→ **GIVEN REQUEST**
Reproduce every line of the items below with each occurrence of "bounding box" changed to "enclosing rectangle" and everything else left as it stands.

(Dataset records)

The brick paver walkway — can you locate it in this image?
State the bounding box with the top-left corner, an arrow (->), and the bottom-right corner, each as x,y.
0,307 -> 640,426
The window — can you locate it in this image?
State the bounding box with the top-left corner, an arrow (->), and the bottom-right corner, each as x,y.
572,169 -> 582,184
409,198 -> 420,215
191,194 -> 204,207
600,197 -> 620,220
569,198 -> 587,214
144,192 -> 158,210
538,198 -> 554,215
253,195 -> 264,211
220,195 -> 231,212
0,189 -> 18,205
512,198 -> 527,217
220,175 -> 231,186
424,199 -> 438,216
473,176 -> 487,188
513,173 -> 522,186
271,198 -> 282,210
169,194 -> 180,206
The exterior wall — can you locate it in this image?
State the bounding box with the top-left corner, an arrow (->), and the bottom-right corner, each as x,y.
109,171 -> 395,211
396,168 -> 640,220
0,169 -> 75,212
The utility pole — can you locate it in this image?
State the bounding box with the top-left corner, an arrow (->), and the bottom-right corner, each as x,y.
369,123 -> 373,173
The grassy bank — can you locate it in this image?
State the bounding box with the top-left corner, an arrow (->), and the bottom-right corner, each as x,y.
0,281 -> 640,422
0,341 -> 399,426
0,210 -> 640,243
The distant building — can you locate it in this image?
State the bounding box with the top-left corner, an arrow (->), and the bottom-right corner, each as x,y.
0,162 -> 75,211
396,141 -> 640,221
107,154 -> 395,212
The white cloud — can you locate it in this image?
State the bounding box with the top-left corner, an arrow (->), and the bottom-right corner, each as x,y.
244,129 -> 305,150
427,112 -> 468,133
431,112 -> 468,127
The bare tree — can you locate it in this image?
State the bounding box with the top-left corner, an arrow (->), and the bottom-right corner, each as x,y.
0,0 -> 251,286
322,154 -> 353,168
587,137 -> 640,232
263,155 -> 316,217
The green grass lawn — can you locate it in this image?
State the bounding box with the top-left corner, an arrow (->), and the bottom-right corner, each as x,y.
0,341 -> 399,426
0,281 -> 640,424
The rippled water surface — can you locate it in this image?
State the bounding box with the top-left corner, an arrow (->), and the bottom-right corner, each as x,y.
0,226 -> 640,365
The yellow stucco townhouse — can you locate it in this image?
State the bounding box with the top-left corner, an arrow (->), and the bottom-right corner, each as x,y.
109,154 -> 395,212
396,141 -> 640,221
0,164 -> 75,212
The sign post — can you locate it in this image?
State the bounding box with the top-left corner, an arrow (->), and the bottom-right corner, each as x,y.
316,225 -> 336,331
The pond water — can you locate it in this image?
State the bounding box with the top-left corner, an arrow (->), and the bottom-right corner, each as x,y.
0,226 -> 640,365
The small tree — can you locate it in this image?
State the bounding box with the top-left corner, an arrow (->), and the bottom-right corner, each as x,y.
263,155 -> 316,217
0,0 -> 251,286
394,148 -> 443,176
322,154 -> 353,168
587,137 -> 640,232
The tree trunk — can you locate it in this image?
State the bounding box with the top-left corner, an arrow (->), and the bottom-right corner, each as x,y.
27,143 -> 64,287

→ **REPLY**
The brick paver walkway — can you locate it in this image?
State the enclosing rectangle with the top-left corner, an arrow (->), and the bottom-right corner, each as x,y.
0,307 -> 640,426
The window — can you locate it in this image?
State the enclosing rectangle with the top-left corner, an arrow (->), and the bottom-right corner, each as x,y.
572,169 -> 582,184
409,198 -> 420,215
191,194 -> 204,207
600,197 -> 620,220
569,198 -> 587,214
144,192 -> 158,210
538,198 -> 554,215
253,195 -> 264,211
220,195 -> 231,212
0,189 -> 18,205
512,198 -> 527,217
220,175 -> 231,186
424,199 -> 438,216
473,176 -> 487,188
513,173 -> 522,186
271,198 -> 282,210
169,194 -> 180,206
The exterior wall — can you locate it in this image?
State the enclosing rectangle with the top-left corner, an arrow (->), and the bottom-right corner, each as x,y.
109,171 -> 395,211
396,168 -> 640,220
0,169 -> 75,212
The utility pole — can you locate it in this image?
State the enclosing rectangle with the top-left corner, an arrow (->), and the bottom-right corner, each as x,y.
369,123 -> 373,173
The grassy bank — can you locate it in this image?
State the enclosing rectangle with the top-left corner, an arrow (->), and the bottom-right corner, each as x,y.
0,281 -> 640,422
0,341 -> 399,426
0,210 -> 640,243
The distant building — can you locate it in this image?
State the enclosing rectangle with the top-left corner, an arrow (->), and the bottom-right corner, each as x,y.
0,162 -> 75,211
396,141 -> 640,221
107,154 -> 395,212
The white cloud — can you locate it in this image?
State the enclosing rectangle with the top-left corner, an arrow (->), and the bottom-right corner, each as x,y.
244,129 -> 305,150
427,112 -> 468,133
431,112 -> 468,127
The bare tree — can you locate it in this image?
State the enclosing rectangle with the top-left corner, an arrow (->), and the bottom-right corner, each as x,y.
0,0 -> 251,286
322,154 -> 353,168
587,137 -> 640,232
263,155 -> 316,217
The green grass lawn — can you locate it in this image?
State the enclosing rectangle with the top-left corner, an arrow (->), and the bottom-right corner, each as x,y.
0,341 -> 399,426
0,281 -> 640,424
The rippled water surface — can you locate it in this image?
State the enclosing rectangle with the top-left corner, an arrow (->), and the bottom-right corner, each as x,y.
0,226 -> 640,365
The yellow stucco townhouse — can you locate it in this image?
State the enclosing rectangle with the top-left corner, an arrow (->), and the bottom-right corner, each as x,y.
109,154 -> 395,212
396,141 -> 640,221
0,164 -> 75,212
The sign post — can you locate it in this image?
State the enclosing rectangle with the top-left corner, an arrow (->), and the bottom-right corner, each as x,y.
316,225 -> 336,331
The pond water — can you locate it in this image?
State the enclosing rectangle with the top-left corner, an arrow (->), and the bottom-right corner, each as x,y.
0,226 -> 640,365
The small tree — can you locate it in this image?
State the enclosing rectangle with the top-left corner, an arrow (->), and the bottom-right corner, each as x,y.
263,155 -> 316,217
0,0 -> 251,286
394,148 -> 443,176
322,154 -> 353,168
587,137 -> 640,232
The tree trunk — can you locate it in this image?
State the enclosing rectangle with the top-left corner, an arrow (->), and the bottom-right corner, each as x,y.
27,143 -> 64,287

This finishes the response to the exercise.